** EXTRAHIERTER TEXT **
---

Wien. Die positive Entwicklung ist winzig klein, ja fast schon mikroskopisch. Aber angesichts der angespannten Lage in heimischen Geldbörsen und der noch nicht einmal mit der Lupe erkennbaren Zinsen ist das dennoch eine kleine Sensation: Die Österreicher und Österreicherinnen haben im vergangenen Jahr ein bisschen mehr ihres Einkommens beiseitegelegt als noch 2013.
Konkret: Die Sparquote stieg um 0,2 Prozentpunkte – von 7,3 auf 7,5 Prozent. Das ist insofern positiv, als dass die Nationalbank noch im Dezember eine weiterhin sinkende Sparquote prognostiziert hat – und erst heuer mit einer Verbesserung auf 7,1 Prozent gerechnet hat. Aber die Sparquote misst nur den Anteil des beiseitegelegten Einkommens, nicht etwa die gesamte zu Sparzwecken veranlagte Summe. Diese ist nämlich gesunken.

Die realen Einkommen sinken

Die Österreicher zogen fast sechs Milliarden Euro von langfristig gebundenen Sparbüchern ab – was die minimal gestiegene Sparquote genauso relativiert wie der Vergleich mit besseren Jahren. Denn 2008 legten die heimischen Haushalte noch fast zwölf Prozent ihres inflationsbereinigten Einkommens beiseite – und noch ist der langfristige Trend einer fallenden Sparquote wohl noch nicht gestoppt. Denn das Umfeld ist für Sparer weiterhin ziemlich suboptimal. Laut Nationalbank sind die „real verfügbaren Einkommen“, also die Haushaltseinkommen nach Abzug der Teuerung, in den Jahren 2009 bis 2011 gesunken.

---

** ERFASSTE DATEN **
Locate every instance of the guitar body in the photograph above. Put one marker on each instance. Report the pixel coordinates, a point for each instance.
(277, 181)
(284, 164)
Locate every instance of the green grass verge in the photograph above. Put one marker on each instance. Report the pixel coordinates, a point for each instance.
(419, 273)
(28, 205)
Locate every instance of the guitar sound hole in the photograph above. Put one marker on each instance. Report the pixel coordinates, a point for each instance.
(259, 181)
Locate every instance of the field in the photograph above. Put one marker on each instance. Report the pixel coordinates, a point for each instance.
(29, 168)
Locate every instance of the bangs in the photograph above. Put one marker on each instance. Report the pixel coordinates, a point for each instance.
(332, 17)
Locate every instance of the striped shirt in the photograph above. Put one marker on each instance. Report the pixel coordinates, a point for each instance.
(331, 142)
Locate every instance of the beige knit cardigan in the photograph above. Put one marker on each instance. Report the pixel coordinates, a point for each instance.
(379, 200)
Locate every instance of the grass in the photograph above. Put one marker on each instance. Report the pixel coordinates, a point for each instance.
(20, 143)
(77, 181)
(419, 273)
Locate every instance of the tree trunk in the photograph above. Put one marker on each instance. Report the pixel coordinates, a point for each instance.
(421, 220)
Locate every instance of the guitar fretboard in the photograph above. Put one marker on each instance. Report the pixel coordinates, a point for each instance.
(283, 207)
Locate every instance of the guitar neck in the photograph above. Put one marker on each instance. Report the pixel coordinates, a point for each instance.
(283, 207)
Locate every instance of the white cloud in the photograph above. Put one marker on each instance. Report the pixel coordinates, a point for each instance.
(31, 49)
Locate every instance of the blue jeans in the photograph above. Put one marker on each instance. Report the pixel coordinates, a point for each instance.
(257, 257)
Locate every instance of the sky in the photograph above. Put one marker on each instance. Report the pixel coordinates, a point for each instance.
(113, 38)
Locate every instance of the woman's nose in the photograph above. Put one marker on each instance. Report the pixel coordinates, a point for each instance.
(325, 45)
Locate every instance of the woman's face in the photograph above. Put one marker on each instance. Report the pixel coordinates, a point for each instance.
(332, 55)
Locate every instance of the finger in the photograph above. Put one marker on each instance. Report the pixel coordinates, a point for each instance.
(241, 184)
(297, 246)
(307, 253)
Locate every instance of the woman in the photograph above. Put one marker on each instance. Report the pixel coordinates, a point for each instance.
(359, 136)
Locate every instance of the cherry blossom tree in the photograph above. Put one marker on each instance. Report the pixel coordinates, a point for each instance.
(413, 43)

---

** AUFGABE 1 **
Übertrage den Satz „Konkret: Die Sparquote stieg um 0,2 Prozentpunkte – von 7,3 auf 7,5 Prozent.“ aus dem Text über die Sparquote ins Englische.
** AUFGABE 2 **
Nenne alle Werte, die der Text über die Sparquote in Prozent angibt, ohne die Angabe in Prozentpunkten.
Die Datensätze sind ein eigenständiges Material.

** AUFGABENERGEBNIS 1 **
Specifically: The savings rate rose by 0.2 percentage points – from 7.3 to 7.5 percent.

** AUFGABENERGEBNIS 2 **
- 7,3 Prozent
- 7,5 Prozent
- 7,1 Prozent
- fast zwölf Prozent